● **Görev 1**:
Lütfen listede “green” sözcüğünü içeren satırları say ve yalnızca sayıyı yaz.

Aslında yazıma “Bugün size bir başyapıttan bahsedeceğim.” diye girmeyi dilerdim, ama daha önce başka bir Nuri Bilge Ceylan filmi izlemediğimi belirtmek durumundayım. Dolayısıyla yazım boyunca “Bir Zamanlar Anadolu’da”yı diğer NBC filmleriyle karşılaştırma fırsatı bulamayacağım. Öte yandan BZA’nın hiçbir zaman yeteri kadar engin olamayacak sinema kültürüme yepyeni bir boyut kazandırdığını ve bana bildiğim “film” kavramını unutturduğunu söylemem yanlış olmaz.

Sanki yıllarca insanları gözlemlemekten başka hiçbir şey yapmamış Nuri Bilge Ceylan, yalnız oradan oraya dolaşıp insanların dertlerini dinlemiş, bakışlarını incelemiş, salt zevk almak için hayatın ayrıntılarını ortaya dökmeye koyulmuş. Ya durum böyle, ya da Yılmaz Erdoğan gerçekten bir komiser, Muhammet Uzuner gerçekten taşrada çalışan bir doktor, Taner Birsel gerçekten muazzam bir hikayeyi soğukkanlılığını bozmadan gözleriyle anlatan bir savcı ve kendileri bugüne kadar televizyonda, tiyatrolarda ve sinemalarda karşımıza çıkarak bizi kandırmakla meşguldüler.

“Filmimizde olay örgüsü önemli değil.” dememin filmi henüz izlememiş olanları ürküteceğini bildiğimden filmin konusuna değineyim biraz. “Katil kim?” sorusunun cevabını başından veren bir polisiye filmi diyebiliriz BZA’ya. Film boyunca bir komiser (Yılmaz Erdoğan), bir doktor (Muhammet Uzuner), bir savcı (Taner Birsel), şoför (Ahmet Mümtaz Taylan) ve katilimiz (Fırat Tanış) önderliğinde geniş bir ekibin maktulün cesedini aramasını izliyor ve bu sırada karakterlerimizin iç dünyalarını çaresizce anlamaya çalışıyoruz. Hatta karakterlerin iç dünyalarını anlamaya o kadar odaklanıyoruz ki, ben film sırasında birkaç kez kendimi diyalogları dinlemeyi bırakmış karakterin gözlerinden bir hikâye çıkarmaya çalışırken buldum. Nuri Bilge Ceylan da bunu sağlamaya çalışmış olacak ki, karakterlerin iç dünyası hakkında olay örgüsü dahilinde verdikleri yok denecek kadar az. Kesinlikle söyleyebilirim ki, şimdiye kadar okuduğum hiçbir kitapta, izlediğim hiçbir dizi veya filmde gözlemci bakış açısının bu denli iyi kullanıldığını görmemiştim. Her eserde bir havada kalmışlık vardı, sürekli bir şeylerin eksik olduğunu hissediyordum, o dünyada olanlar bizim dünyamızda olamazdı. Oysa Nuri Bilge Ceylan’ın “Bir Zamanlar Anadolu’da”sı şu anda içinde bulunduğumuz gerçeklikten bile daha gerçek, daha içimizden.

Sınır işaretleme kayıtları
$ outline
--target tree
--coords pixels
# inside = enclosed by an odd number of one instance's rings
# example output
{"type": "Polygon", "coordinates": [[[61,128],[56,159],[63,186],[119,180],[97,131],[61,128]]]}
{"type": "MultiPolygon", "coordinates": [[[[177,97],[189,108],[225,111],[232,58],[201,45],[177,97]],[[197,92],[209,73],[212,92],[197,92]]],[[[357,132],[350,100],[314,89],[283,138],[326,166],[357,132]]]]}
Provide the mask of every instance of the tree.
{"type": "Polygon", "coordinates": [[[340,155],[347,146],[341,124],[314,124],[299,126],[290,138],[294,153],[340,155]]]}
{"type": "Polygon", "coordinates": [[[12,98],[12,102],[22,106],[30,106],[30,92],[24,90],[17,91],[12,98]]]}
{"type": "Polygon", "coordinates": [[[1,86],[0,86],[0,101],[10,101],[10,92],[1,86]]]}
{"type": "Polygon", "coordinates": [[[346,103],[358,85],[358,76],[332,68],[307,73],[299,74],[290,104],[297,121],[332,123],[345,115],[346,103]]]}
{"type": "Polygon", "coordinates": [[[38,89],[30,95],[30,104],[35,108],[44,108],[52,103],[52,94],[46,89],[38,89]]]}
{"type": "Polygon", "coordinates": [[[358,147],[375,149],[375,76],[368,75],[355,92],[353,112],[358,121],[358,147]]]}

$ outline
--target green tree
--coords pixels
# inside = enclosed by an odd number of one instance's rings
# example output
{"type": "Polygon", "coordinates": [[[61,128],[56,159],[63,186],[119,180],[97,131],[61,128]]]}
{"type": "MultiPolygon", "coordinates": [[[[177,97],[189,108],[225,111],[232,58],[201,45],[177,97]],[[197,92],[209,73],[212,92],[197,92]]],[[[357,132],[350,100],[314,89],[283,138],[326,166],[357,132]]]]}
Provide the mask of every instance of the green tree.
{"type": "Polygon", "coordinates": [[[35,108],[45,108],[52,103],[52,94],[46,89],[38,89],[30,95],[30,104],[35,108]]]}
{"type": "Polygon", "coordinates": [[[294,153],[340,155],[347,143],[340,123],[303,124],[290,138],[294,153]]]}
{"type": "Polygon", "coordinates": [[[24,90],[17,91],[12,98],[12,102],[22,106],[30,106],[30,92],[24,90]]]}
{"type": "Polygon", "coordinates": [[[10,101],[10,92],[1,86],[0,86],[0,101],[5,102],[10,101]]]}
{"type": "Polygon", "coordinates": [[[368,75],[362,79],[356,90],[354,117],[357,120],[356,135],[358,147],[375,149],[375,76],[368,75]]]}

● **Görev 2**:
Yukarıdaki film yazısına göre şu soruları yanıtla:
(a) Yazar daha önce başka bir Nuri Bilge Ceylan filmi izlemiş mi?
(b) Filmde katili hangi oyuncu canlandırıyor?
(c) Şoför rolünde hangi oyuncu var?

● **Çözüm 1**:
2

● **Çözüm 2**:
(a) Hayır, yazar daha önce başka bir Nuri Bilge Ceylan filmi izlemediğini belirtiyor.
(b) Fırat Tanış.
(c) Ahmet Mümtaz Taylan.